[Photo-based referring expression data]
====
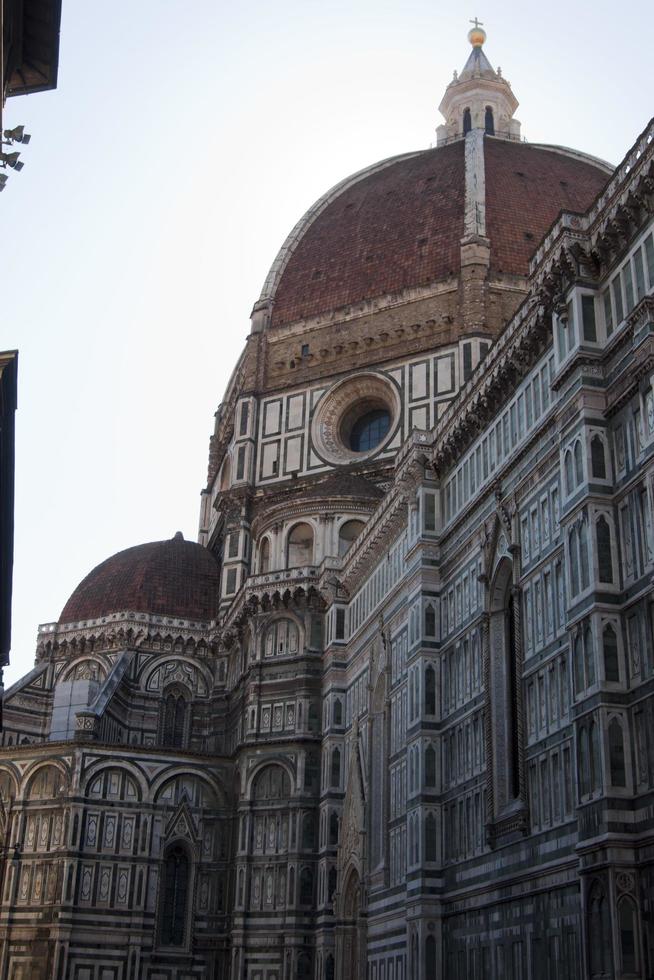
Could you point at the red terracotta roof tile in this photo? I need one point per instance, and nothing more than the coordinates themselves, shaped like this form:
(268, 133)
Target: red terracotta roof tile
(173, 578)
(526, 188)
(398, 227)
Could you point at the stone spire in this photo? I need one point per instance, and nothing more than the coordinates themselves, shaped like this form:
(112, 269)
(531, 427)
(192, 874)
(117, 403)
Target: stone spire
(478, 98)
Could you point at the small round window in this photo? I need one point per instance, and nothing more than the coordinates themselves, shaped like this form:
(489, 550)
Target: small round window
(369, 430)
(356, 418)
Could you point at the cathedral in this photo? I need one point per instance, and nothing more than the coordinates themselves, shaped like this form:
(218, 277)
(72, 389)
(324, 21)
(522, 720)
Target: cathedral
(391, 717)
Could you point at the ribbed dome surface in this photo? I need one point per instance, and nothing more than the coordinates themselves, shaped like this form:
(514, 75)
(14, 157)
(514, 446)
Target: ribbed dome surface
(175, 578)
(401, 225)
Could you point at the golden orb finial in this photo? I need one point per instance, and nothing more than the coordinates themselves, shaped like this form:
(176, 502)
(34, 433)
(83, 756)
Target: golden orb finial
(477, 35)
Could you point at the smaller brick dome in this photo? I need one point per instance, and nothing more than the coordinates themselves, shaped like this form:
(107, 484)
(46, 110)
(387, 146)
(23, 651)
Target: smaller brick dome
(174, 578)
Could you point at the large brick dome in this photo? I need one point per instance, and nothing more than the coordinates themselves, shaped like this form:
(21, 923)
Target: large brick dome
(175, 578)
(399, 224)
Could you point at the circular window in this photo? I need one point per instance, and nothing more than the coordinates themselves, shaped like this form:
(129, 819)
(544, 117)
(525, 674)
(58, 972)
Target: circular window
(369, 430)
(356, 418)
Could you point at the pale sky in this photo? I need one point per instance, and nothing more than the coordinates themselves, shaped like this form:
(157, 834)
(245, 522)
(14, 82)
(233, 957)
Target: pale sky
(183, 142)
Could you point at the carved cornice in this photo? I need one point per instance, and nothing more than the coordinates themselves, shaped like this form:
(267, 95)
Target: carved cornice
(492, 384)
(375, 540)
(597, 237)
(124, 630)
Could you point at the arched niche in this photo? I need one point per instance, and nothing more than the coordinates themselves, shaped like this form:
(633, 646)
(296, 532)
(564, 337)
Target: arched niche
(299, 546)
(505, 668)
(348, 532)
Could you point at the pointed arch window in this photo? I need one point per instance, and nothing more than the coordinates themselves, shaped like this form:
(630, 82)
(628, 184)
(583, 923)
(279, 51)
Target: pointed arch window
(175, 892)
(573, 547)
(430, 837)
(306, 886)
(628, 932)
(604, 555)
(583, 555)
(264, 556)
(579, 466)
(578, 655)
(599, 933)
(430, 619)
(175, 718)
(569, 479)
(430, 767)
(331, 884)
(616, 754)
(347, 535)
(584, 763)
(333, 827)
(610, 646)
(300, 546)
(336, 768)
(430, 690)
(596, 781)
(589, 656)
(597, 458)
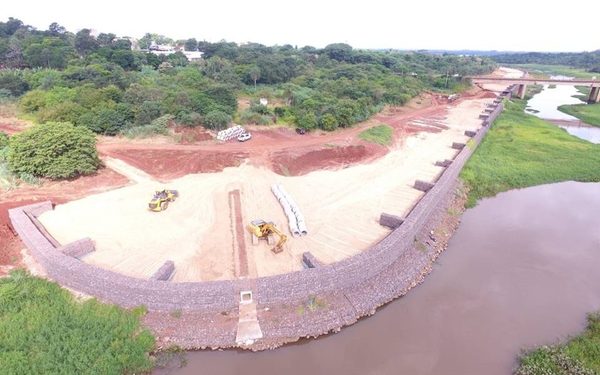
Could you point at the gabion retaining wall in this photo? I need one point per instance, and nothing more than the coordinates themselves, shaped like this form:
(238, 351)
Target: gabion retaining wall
(359, 284)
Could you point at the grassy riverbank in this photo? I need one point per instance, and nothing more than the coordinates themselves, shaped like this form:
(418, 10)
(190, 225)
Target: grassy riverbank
(588, 113)
(521, 150)
(580, 355)
(44, 330)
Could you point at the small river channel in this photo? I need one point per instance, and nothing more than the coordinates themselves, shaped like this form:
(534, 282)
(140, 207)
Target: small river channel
(521, 270)
(545, 106)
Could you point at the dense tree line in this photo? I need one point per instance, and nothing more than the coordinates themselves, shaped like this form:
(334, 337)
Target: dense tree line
(589, 61)
(100, 82)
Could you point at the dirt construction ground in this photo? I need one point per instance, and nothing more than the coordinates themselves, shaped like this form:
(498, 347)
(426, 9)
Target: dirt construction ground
(340, 183)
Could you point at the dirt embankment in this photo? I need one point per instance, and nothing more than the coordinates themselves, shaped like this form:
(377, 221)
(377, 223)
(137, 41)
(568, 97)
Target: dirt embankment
(166, 164)
(56, 191)
(300, 162)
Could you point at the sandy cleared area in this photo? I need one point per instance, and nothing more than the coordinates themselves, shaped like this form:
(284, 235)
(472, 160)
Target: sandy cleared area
(341, 208)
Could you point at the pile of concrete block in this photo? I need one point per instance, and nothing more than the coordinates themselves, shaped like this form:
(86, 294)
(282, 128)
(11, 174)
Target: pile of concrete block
(230, 133)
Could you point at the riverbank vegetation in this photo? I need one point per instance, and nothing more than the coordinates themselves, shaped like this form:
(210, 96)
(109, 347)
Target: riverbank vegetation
(588, 113)
(110, 85)
(580, 355)
(521, 150)
(545, 71)
(587, 61)
(44, 330)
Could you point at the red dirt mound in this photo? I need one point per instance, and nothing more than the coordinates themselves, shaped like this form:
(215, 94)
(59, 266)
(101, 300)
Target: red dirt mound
(286, 163)
(170, 163)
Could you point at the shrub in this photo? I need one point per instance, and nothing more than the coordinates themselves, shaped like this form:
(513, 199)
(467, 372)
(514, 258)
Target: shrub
(306, 120)
(216, 120)
(43, 330)
(328, 122)
(380, 134)
(157, 126)
(55, 150)
(189, 119)
(12, 81)
(103, 120)
(3, 140)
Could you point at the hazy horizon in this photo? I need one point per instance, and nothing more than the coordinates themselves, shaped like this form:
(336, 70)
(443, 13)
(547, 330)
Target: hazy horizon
(448, 26)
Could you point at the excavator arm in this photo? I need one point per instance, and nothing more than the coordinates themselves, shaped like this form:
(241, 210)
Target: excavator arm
(262, 229)
(282, 238)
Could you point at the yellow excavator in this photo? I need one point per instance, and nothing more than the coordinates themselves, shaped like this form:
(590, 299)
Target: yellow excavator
(160, 200)
(265, 230)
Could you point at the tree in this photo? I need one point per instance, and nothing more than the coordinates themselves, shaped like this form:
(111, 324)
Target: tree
(85, 43)
(191, 45)
(10, 27)
(56, 150)
(216, 120)
(56, 30)
(254, 74)
(339, 52)
(3, 140)
(106, 39)
(50, 52)
(13, 82)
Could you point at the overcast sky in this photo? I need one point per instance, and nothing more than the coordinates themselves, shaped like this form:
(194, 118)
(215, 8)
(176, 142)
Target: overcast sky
(516, 25)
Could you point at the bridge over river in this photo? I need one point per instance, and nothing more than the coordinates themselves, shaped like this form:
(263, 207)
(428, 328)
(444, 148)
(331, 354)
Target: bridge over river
(521, 84)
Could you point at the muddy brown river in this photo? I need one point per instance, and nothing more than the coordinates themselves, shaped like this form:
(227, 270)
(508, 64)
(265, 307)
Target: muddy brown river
(522, 270)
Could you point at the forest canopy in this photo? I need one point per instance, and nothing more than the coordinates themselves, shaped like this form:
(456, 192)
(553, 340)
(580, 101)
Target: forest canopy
(111, 84)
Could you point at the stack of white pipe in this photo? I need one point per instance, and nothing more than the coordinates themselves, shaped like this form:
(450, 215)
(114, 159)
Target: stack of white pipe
(292, 211)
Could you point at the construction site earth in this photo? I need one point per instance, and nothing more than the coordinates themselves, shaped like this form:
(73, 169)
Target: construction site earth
(340, 184)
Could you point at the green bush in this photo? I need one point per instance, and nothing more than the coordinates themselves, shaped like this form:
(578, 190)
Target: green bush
(13, 81)
(43, 330)
(157, 126)
(3, 140)
(190, 119)
(521, 150)
(380, 134)
(55, 150)
(216, 120)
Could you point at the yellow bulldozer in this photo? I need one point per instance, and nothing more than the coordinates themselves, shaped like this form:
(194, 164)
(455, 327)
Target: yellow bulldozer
(160, 200)
(261, 229)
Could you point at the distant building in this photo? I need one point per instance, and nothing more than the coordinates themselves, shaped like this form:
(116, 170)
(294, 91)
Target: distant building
(166, 50)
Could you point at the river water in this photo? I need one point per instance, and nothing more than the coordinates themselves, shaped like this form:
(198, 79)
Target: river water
(521, 270)
(545, 106)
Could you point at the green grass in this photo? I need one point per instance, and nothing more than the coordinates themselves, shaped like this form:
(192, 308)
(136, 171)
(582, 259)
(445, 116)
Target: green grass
(588, 113)
(580, 355)
(584, 93)
(542, 70)
(44, 330)
(380, 134)
(521, 150)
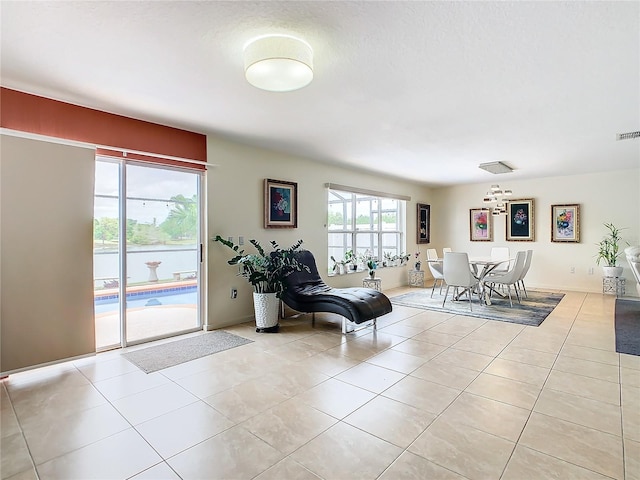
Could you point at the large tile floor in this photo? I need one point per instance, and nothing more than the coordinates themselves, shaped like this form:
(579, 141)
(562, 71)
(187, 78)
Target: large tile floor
(429, 396)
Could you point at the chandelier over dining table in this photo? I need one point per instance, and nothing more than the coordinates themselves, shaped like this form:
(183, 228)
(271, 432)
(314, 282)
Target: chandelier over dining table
(500, 197)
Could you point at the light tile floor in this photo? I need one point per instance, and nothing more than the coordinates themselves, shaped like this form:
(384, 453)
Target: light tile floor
(428, 396)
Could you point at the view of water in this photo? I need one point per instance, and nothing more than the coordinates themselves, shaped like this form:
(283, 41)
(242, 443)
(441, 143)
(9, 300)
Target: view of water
(106, 264)
(150, 299)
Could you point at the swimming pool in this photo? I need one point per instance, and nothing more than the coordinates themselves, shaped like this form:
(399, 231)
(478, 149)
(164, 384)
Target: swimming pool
(150, 298)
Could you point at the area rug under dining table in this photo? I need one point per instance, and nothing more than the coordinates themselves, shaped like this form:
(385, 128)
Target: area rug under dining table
(532, 310)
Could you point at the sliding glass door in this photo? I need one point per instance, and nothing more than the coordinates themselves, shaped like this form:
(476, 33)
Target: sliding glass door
(153, 259)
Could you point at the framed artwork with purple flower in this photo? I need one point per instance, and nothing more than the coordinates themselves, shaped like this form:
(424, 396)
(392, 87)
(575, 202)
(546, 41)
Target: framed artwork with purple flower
(565, 223)
(480, 225)
(280, 204)
(424, 223)
(520, 220)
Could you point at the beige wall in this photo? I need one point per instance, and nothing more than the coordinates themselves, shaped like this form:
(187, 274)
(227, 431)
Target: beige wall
(235, 207)
(46, 252)
(603, 197)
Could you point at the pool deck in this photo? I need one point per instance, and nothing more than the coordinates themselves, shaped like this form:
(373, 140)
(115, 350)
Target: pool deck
(144, 322)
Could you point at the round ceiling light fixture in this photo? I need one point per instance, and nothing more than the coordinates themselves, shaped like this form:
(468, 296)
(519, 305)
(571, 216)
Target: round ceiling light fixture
(278, 63)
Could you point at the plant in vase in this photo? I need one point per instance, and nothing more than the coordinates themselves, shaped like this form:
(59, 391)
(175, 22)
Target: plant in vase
(418, 264)
(338, 266)
(266, 272)
(372, 265)
(609, 251)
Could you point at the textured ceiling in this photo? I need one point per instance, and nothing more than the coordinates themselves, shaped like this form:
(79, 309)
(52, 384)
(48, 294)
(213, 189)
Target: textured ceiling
(420, 90)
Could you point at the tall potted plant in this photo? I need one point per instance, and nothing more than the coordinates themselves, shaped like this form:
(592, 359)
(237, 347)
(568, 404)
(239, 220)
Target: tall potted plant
(609, 251)
(266, 272)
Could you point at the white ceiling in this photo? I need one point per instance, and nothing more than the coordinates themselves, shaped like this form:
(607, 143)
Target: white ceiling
(420, 90)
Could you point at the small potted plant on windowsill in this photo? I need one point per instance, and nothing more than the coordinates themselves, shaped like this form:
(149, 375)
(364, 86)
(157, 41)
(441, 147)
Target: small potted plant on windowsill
(266, 272)
(609, 251)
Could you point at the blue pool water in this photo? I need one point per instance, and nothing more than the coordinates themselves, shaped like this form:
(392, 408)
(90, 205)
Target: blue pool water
(167, 296)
====
What is required => Repeat exactly the lines from the line containing "Could you point at the tall" through the last line of the records above, including both, and nothing else.

Problem solution =>
Could you point at the tall potted plant in this photo? I need one point per instance, and nothing more than the coordinates themselves, shaped like this form:
(592, 359)
(237, 347)
(568, 404)
(239, 220)
Target: tall potted plant
(609, 251)
(266, 272)
Could you point at the white ceiling in this photo? I need one point per instance, and nothing more than the coordinates themselves, shaped like this form:
(607, 143)
Target: white ceiling
(420, 90)
Could you point at the small potted plant on windowsill in this photo? I need one point per instance, and nothing more than the coordinates themselves, shaped like this form:
(149, 375)
(364, 86)
(157, 41)
(441, 147)
Target: small potted plant on windowsill
(266, 272)
(609, 251)
Could you point at the blue pool water in this photo? I need one point per instance, and nothing more than the coordinates themselves, shaped like this form:
(392, 408)
(90, 205)
Target: blue pool water
(167, 296)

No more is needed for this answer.